● **Description of the task**
Could you render these lines as a Markdown table with the columns "Row" and "Line", numbering each line and skipping any blank ones? Keep the pictures out of your answer.

● **Dataset records**

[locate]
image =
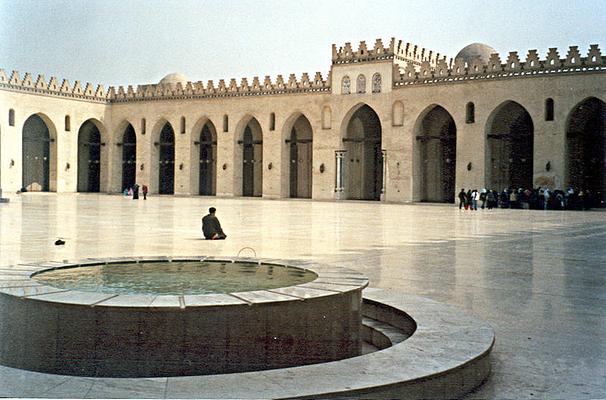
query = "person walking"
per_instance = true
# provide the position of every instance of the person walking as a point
(475, 196)
(461, 198)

● **Exercise output**
| Row | Line |
|---|---|
| 1 | [locate] |
| 2 | image = |
| 3 | query = "person walking" |
| 4 | per_instance = true |
| 5 | # provide the position of every instance of the person walking as a point |
| 6 | (475, 196) |
| 7 | (461, 198) |